__Given data__:
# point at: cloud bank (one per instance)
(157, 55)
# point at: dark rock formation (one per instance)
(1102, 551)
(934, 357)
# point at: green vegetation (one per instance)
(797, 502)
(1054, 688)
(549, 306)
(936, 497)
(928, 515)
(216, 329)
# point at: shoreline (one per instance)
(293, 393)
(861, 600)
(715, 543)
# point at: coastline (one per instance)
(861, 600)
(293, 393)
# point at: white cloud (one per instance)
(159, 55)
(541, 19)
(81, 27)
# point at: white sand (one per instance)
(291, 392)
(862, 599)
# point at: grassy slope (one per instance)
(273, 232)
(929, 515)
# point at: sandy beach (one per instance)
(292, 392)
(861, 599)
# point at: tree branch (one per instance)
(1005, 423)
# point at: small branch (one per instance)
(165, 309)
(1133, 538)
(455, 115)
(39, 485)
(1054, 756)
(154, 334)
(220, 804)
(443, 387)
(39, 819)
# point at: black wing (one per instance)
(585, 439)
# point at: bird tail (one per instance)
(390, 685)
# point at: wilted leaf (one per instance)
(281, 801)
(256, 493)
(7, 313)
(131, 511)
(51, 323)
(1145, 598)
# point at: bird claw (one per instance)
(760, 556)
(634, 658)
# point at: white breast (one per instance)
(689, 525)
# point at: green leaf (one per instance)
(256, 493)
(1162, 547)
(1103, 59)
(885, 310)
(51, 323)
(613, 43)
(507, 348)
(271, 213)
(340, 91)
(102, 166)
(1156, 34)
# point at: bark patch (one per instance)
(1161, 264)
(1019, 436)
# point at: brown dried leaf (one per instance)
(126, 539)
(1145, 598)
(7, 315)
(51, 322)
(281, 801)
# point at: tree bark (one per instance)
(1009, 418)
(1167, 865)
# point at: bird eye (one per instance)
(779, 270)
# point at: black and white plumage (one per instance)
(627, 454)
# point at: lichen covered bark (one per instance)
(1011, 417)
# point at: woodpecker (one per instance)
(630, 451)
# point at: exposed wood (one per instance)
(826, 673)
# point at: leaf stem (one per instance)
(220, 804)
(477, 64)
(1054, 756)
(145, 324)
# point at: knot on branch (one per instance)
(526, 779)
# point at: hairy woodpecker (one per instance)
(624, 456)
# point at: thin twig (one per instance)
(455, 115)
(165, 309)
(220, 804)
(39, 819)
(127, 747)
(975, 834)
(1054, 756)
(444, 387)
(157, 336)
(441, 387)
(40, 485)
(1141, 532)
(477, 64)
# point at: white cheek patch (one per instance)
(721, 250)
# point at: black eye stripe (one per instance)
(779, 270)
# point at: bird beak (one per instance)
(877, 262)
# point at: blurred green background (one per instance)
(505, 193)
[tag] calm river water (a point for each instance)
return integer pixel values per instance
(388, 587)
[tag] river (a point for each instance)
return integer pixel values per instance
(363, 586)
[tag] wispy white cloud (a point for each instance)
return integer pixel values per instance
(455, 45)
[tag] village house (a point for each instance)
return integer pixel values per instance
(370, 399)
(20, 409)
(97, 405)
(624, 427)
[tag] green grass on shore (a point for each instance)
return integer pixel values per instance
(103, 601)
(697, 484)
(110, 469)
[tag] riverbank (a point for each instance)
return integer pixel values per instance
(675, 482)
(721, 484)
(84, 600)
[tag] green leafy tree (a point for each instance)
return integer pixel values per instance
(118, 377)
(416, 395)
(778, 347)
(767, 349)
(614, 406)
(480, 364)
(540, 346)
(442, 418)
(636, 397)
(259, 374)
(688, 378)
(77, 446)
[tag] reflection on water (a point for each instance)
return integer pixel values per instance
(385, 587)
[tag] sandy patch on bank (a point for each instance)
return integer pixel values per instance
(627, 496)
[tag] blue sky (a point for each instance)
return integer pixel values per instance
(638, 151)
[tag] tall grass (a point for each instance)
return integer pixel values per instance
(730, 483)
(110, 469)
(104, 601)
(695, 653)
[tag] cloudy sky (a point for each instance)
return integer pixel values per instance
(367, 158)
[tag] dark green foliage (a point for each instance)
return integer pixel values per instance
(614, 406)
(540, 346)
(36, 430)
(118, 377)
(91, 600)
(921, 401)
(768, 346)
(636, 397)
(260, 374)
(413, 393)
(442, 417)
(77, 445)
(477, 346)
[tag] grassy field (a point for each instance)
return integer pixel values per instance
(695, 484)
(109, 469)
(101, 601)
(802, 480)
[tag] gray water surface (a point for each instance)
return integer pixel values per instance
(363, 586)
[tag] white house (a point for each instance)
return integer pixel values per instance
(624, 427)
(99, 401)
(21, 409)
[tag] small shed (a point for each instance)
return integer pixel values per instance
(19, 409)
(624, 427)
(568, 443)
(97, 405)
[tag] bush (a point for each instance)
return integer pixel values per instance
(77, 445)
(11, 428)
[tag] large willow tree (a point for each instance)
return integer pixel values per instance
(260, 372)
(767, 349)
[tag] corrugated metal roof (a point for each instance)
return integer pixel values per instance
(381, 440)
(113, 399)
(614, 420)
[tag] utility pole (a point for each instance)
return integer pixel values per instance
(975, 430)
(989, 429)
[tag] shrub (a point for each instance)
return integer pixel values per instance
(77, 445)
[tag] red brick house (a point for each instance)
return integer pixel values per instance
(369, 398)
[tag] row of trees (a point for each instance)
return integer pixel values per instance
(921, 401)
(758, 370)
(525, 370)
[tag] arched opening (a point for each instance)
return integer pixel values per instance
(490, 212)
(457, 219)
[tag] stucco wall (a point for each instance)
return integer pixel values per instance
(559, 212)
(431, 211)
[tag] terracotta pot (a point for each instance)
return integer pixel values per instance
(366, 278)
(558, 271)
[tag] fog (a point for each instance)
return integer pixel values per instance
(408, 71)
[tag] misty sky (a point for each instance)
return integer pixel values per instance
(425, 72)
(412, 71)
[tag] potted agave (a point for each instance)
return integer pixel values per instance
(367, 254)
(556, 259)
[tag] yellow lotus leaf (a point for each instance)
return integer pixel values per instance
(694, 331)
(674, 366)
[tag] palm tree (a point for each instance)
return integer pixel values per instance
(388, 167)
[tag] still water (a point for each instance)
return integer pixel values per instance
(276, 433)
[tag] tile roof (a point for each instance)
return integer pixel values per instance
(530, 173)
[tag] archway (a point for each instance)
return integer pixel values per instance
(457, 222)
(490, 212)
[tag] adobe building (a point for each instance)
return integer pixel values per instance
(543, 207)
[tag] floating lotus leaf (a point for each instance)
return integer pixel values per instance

__What the exercise asks__: Set down each entry again, exactly as written.

__Result for this task__:
# point at: cloud bank (one per instance)
(157, 55)
# point at: dark rock formation (one per instance)
(1102, 551)
(934, 357)
# point at: green vegetation (one per instance)
(797, 502)
(1054, 688)
(549, 306)
(936, 497)
(928, 515)
(216, 329)
# point at: shoreline (one per instance)
(293, 393)
(861, 600)
(715, 543)
# point at: coastline (one per instance)
(861, 600)
(293, 393)
# point at: white cloud (one per instance)
(159, 55)
(541, 19)
(81, 27)
# point at: white sand (one per instance)
(291, 392)
(862, 599)
# point at: grassy slope (one per instance)
(273, 232)
(929, 515)
# point at: sandy beach (one per instance)
(292, 392)
(861, 599)
# point at: tree branch (one per instance)
(1005, 423)
# point at: small branch (one per instance)
(165, 309)
(1133, 538)
(455, 115)
(39, 485)
(1054, 756)
(154, 334)
(220, 804)
(443, 387)
(39, 819)
# point at: black wing (one per instance)
(585, 439)
# point at: bird tail (one per instance)
(390, 685)
# point at: wilted leaf (one per instance)
(281, 801)
(256, 493)
(7, 313)
(131, 511)
(51, 323)
(1145, 598)
# point at: bird claw (one per instance)
(760, 556)
(634, 658)
# point at: white breast (one per instance)
(689, 525)
# point at: green leaf (one per instance)
(256, 493)
(1162, 547)
(1103, 59)
(885, 310)
(51, 323)
(613, 43)
(507, 348)
(271, 213)
(340, 91)
(102, 166)
(1156, 34)
# point at: bark patch (one per instance)
(1161, 264)
(1019, 436)
# point at: brown dried leaf (one per instance)
(126, 539)
(1145, 598)
(7, 315)
(51, 322)
(281, 801)
# point at: tree bark (one per instance)
(1009, 418)
(1167, 865)
# point at: bird eye (one per instance)
(779, 270)
# point at: black and white plumage (one per instance)
(627, 454)
# point at: lichen covered bark (one per instance)
(1011, 417)
# point at: woodpecker (one per instance)
(630, 451)
# point at: exposed wood (one per instance)
(826, 673)
# point at: leaf stem (one per instance)
(220, 804)
(477, 64)
(1054, 756)
(145, 324)
# point at: knot on branch (one per instance)
(526, 779)
# point at: hairy woodpecker (one per instance)
(624, 456)
# point at: thin twig (one per instance)
(455, 115)
(165, 309)
(220, 804)
(39, 819)
(127, 747)
(975, 834)
(1054, 756)
(444, 387)
(157, 336)
(441, 387)
(40, 485)
(1141, 532)
(477, 64)
# point at: white cheek patch (one per instance)
(721, 250)
# point at: black eye stripe (one per instance)
(779, 270)
# point at: bird beak (one per instance)
(877, 262)
# point at: blurred green background (one per instance)
(505, 193)
[tag] calm river water (a point for each instance)
return integer pixel values per instance
(388, 587)
[tag] river (a point for each instance)
return integer pixel values per instance
(363, 586)
[tag] wispy white cloud (a point for each instance)
return integer pixel values per instance
(455, 45)
[tag] village house (a point for each instance)
return integer pixel values per instance
(370, 399)
(20, 409)
(97, 405)
(624, 427)
[tag] green grass on shore (a point for each instance)
return integer pixel values per instance
(103, 601)
(697, 484)
(110, 469)
[tag] riverbank (a point for each instance)
return integer pixel values per instance
(675, 482)
(721, 484)
(84, 600)
[tag] green leafy tree (a point for each instance)
return integer pixel values per instance
(118, 377)
(416, 395)
(778, 347)
(767, 349)
(614, 406)
(480, 364)
(540, 346)
(442, 418)
(636, 397)
(259, 374)
(688, 378)
(77, 446)
[tag] reflection on water (a point for each instance)
return integer pixel values per instance
(385, 587)
[tag] sandy patch on bank (a point for each instance)
return integer pixel values per instance
(627, 496)
[tag] blue sky (a point for each instance)
return integer pixel values per instance
(638, 151)
[tag] tall grass (a point for each instance)
return integer pixel values per instance
(730, 483)
(110, 469)
(104, 601)
(695, 653)
[tag] cloudy sky (a point for each instance)
return integer pixel values per instance
(367, 158)
[tag] dark green foliage (a point for each instance)
return integer pixel values per instance
(614, 406)
(540, 346)
(36, 430)
(118, 377)
(91, 600)
(921, 401)
(768, 346)
(636, 397)
(260, 374)
(413, 393)
(442, 417)
(77, 445)
(477, 346)
[tag] grassy field (a point for each instance)
return integer pixel values per instance
(695, 484)
(109, 469)
(101, 601)
(802, 480)
[tag] gray water surface (a point for each instance)
return integer pixel values per instance
(363, 586)
[tag] white house (a point for each instance)
return integer pixel values per instance
(624, 427)
(99, 401)
(21, 409)
[tag] small shed (a point for each instance)
return integer pixel values per instance
(19, 409)
(624, 427)
(568, 443)
(97, 405)
[tag] bush (a point for each instance)
return integer pixel values per instance
(77, 445)
(11, 428)
[tag] large willow tree (a point for each instance)
return integer pixel values per instance
(260, 372)
(767, 349)
[tag] corrugated metal roof (a point for each instance)
return integer pixel values per instance
(381, 440)
(113, 399)
(614, 420)
[tag] utility pole (a point for each instance)
return integer pixel values per instance
(975, 430)
(989, 429)
[tag] shrub (a point for each instance)
return integer pixel values per instance
(77, 445)
[tag] red brick house (a point for each instance)
return integer pixel values per instance
(369, 398)
[tag] row of trees (a point for each instance)
return integer pixel values per instance
(921, 401)
(758, 370)
(525, 370)
[tag] arched opening (a point for each instance)
return integer pixel values per instance
(490, 212)
(457, 219)
[tag] stucco wall (a point for each instance)
return integer pixel values per instance
(559, 212)
(431, 211)
[tag] terracotta pot (a point for each instance)
return integer pixel values per instance
(366, 278)
(558, 271)
[tag] fog (a point for each instance)
return integer pixel values per instance
(408, 71)
[tag] misty sky (a point for each instance)
return integer pixel values per instance
(425, 72)
(412, 71)
[tag] potted agave (a point for each instance)
return integer pixel values per instance
(367, 254)
(556, 259)
[tag] yellow lotus leaf (a point for each instance)
return integer pixel values per instance
(694, 331)
(674, 366)
[tag] palm tree (a point for each instance)
return integer pixel values per instance
(388, 167)
[tag] still water (a point for each instance)
return integer pixel values per instance
(276, 433)
[tag] tile roof (a point for each instance)
return integer pixel values per instance
(530, 173)
[tag] archway (a point for each instance)
return integer pixel values per instance
(457, 222)
(490, 212)
[tag] adobe building (a point for each instance)
return integer pixel values per instance
(543, 207)
[tag] floating lotus leaf (a point for each instance)
return integer pixel values per instance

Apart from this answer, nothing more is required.